Records to process:

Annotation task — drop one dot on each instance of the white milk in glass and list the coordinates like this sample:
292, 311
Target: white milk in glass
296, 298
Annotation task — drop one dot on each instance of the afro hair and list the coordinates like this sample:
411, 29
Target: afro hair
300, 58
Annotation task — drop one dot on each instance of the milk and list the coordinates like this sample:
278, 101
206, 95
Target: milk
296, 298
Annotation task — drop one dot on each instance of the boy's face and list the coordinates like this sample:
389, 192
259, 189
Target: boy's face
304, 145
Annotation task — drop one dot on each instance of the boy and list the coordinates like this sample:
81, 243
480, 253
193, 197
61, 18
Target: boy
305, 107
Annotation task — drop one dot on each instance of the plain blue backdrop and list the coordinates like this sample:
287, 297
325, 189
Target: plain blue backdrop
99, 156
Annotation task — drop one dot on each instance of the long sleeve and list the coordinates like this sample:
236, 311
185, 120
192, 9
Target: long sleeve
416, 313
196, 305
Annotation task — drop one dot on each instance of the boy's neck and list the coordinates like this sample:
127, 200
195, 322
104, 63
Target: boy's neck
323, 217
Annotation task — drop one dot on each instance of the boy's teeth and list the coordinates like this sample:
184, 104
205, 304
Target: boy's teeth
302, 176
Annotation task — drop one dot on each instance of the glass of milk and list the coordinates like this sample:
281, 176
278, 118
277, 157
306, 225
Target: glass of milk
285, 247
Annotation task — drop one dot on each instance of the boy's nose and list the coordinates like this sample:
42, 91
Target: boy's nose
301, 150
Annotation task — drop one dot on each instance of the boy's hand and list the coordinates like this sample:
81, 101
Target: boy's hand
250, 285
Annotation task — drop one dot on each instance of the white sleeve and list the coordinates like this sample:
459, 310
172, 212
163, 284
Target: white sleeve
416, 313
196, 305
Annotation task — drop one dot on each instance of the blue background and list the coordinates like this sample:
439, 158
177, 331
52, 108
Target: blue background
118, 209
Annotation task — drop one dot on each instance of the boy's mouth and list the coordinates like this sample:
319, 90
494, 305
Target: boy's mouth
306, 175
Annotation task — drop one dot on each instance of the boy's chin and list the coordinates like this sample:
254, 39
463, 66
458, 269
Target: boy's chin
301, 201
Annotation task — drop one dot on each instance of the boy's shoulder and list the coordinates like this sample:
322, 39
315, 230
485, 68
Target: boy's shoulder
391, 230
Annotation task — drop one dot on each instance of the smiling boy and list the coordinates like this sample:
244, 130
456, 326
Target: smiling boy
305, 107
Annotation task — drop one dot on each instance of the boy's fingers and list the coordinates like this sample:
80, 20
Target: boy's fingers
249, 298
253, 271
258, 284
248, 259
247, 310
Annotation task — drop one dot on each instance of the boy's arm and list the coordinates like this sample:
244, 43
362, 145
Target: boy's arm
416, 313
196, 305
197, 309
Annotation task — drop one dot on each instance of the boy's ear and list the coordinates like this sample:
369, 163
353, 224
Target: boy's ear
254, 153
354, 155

Description of the task:
Exact copies of all the entries above are required.

Exercise answer:
Annotation task — drop one dot on each instance of the white milk in glass and list the coordinates like this sample:
292, 311
Target: white milk in glass
296, 298
Annotation task — drop one dot on each instance of the afro hair and list the coordinates like this sample:
411, 29
Target: afro hair
300, 58
Annotation task — drop one dot on each instance of the milk and list the coordinates like this sample:
278, 101
206, 95
Target: milk
296, 298
Annotation task — drop one dot on each instance of the boy's face and list the coordinates like this sample:
389, 192
259, 189
Target: boy's face
304, 145
Annotation task — drop one dot on each instance of the boy and list the coordinates like this sample:
81, 243
480, 253
193, 197
61, 18
Target: boy
305, 107
Annotation task — drop one dot on each instance of the plain blue backdrop and list the coordinates like this sample:
287, 297
325, 189
Target: plain blue backdrop
99, 156
Annotation task — drop one dot on each instance of the long sleeve and list the coordinates like this sample:
236, 311
185, 120
192, 9
Target: long sleeve
416, 313
196, 305
Annotation task — drop one dot on each instance of the boy's neck and list the coordinates like this sample:
127, 200
195, 322
104, 63
Target: boy's neck
323, 217
Annotation task — drop one dot on each instance of the boy's teeth and list the coordinates like this sample:
184, 104
205, 304
Target: boy's teeth
302, 176
Annotation task — drop one dot on each instance of the glass of milk and list the coordinates like this sample:
281, 176
278, 118
277, 157
306, 225
Target: glass of milk
285, 247
Annotation task — drop one dot on each instance of the boy's nose and list the coordinates like this sample:
42, 91
Target: boy's nose
301, 150
Annotation task — drop one dot on each instance of the boy's hand and list the coordinates like this sample:
81, 101
Target: boy's hand
250, 285
Annotation task — drop one dot on each instance of the white sleeve and list the coordinates like this sample:
459, 310
172, 212
163, 284
Target: white sleeve
416, 313
196, 305
Annotation task — drop one dot on each instance of the blue background and list the coordinates like this sample:
439, 158
177, 331
52, 108
Target: blue background
118, 209
Annotation task — drop one dot on each instance of the boy's mouth and list the coordinates like this sample:
319, 90
494, 305
Target: boy's mouth
306, 175
Annotation task — drop one dot on each instance of the boy's chin and list the coordinates like this sample:
254, 39
463, 66
458, 269
Target: boy's chin
301, 201
Annotation task — drop one dot on each instance of the boy's shoulder and list the coordinates like this sample:
322, 39
315, 230
485, 68
Target: boy's shoulder
391, 230
Annotation task — drop one dot on each instance of the smiling boy and list the coordinates like this sample:
244, 130
456, 326
Target: smiling boy
305, 107
Annotation task — drop one dot on each instance of the boy's fingers and list the coordinates like this sample:
80, 20
Target: boy's fingers
249, 298
253, 271
258, 284
248, 259
247, 310
Annotation task — drop one dot on each instance of the boy's arm and list the coordinates like this sample:
244, 43
362, 145
Target: boy's arm
416, 313
196, 305
197, 309
Annotation task — drop one dot on each instance of the boy's ear and list the coordinates like this sample:
369, 163
353, 224
Target: boy's ear
254, 153
354, 155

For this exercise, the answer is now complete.